**SOURCE EXTRACT:**
[Start of Attachment]

Holocaust Survivors' Kids File Class Action

Legal World

Raised on fear and depression, children of Holocaust survivors say the Nazi terror has crossed generations, and want the German government to pay for their psychiatric care.

On Monday, Israelis who call themselves second generation survivors are filing a class action suit in a Tel Aviv court against the German government to finance therapy.

Thousands of people from Holocaust families are incapable of working, live with an irrational fear of starvation and suffer incapacitating bouts of depression, said Baruch Mazor, the director of the Fisher Fund which is filing the suit.

Mazor said 4 to 5 percent of the 400,000 children of survivors in Israel require treatment. Since many cannot hold steady jobs, they cannot pay for their own treatment, and aid from the Israeli government and health insurance has been inadequate, he said.

The suit seeks to set up a German-financed fund to pay for biweekly therapy sessions for 15,000 to 20,000 people, or about US$10 million (€7.3 million) annually for three years.

It was unclear what standing the Israeli court would have in a damages case against a foreign country.

Mazor said the Tel Aviv suit was a first step aimed at winning recognition that Germany should bear responsibility for the suffering of survivors' children. Armed with that ruling, the plaintiffs would try to negotiate a settlement, or would take their case to a German or an international court, he said.

Since the 1950s, Germany has paid more than US$60 billion (€44 billion) in reparations to concentration camp survivors, families of the some of the 6 million Jewish victims, and to the state of Israel. Much of that money went to the Conference on Jewish Material Claims Against Germany, a New York-based organization that negotiates with Germany and distributes the payments.

Mazor said money handled by the Claims Conference is earmarked for survivors, and their children did not want to detract from those funds.

[End of Attachment]

**PROVIDED INFORMATION:**
[Start of Attachment]

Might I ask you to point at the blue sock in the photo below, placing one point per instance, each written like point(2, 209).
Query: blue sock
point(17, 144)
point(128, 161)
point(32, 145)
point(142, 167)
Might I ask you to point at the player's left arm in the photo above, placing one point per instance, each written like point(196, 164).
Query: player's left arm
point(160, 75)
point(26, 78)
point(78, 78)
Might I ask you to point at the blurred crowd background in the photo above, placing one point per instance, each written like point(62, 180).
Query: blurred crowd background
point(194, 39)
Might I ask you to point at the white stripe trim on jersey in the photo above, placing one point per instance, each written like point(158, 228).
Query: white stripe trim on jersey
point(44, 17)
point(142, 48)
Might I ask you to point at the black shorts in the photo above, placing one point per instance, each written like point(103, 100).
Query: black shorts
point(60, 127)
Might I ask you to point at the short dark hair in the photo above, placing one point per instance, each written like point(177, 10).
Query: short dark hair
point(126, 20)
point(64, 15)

[End of Attachment]
[Start of Attachment]

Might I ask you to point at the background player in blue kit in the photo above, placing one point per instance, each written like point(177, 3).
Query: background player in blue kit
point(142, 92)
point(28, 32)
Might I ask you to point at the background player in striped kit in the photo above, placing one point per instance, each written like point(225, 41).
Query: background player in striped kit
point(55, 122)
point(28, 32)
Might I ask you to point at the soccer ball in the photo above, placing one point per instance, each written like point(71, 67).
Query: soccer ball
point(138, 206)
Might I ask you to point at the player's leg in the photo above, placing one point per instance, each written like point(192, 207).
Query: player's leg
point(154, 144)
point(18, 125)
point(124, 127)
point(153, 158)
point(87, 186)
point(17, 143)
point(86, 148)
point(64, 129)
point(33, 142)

[End of Attachment]

**ASSIGNED TASK 1:** In the article about the class action by children of Holocaust survivors, what yearly amount does the suit seek, and for how long?
**ASSIGNED TASK 2:** Continue the article about the class action by children of Holocaust survivors, beginning after its final sentence.

**EXERCISE RESULT 1:** About US$10 million (€7.3 million) a year for three years.

**EXERCISE RESULT 2:**
Instead, they wanted "recognition and responsibility of the German government" for their problems, he said.

The German Foreign Ministry declined comment.

But Germany was likely to see the suit as opening an indefinite channel for future claims, just as the generation that lived through the Holocaust was reaching its end.

The suit claims the second generation grew up "in the shadow of depression, grief and guilt of their parents, which created a powerful inclination among the children for paid and suffering."

Children had a "twisted relationship with their parents" that impeded their development and led to severe psychological problems, the suit claims.

One 58-year-old woman told her story to Israel Radio Sunday, saying the fear of starvation experienced by her parents in Auschwitz, where inmates prized any crust of bread they could obtain, had been passed on to her.

"I have and had obsession over food, especially bread," said the woman. "If you come to my house and open the freezer, loaves of bread fall on you, without any proportion to what I really need."

She declined to disclose her name, but Mazor said she spoke for thousands.

She had no childhood, she said, but felt as if she jumped directly into adolescence. "In our house it was forbidden to exhibit pain or say that you are sad. My father taught us not to show people how we feel, that it is forbidden to show people you are hurt, or that things are hard for you. And this was very, very hard," said the woman.

The feeling conveyed by her father was: "I went through hell, and what you are going through is nothing."

Others of the second generation say they cannot ride buses because it reminds them of the transports their parents took to the concentration camps, or they fear dogs because they were used by the Nazis to control crowds.

Mazor said the Fisher Fund, a charity representing the second generation, held lengthy negotiations with the German Embassy over the compensation claims, but the talks were cut off by the Germans.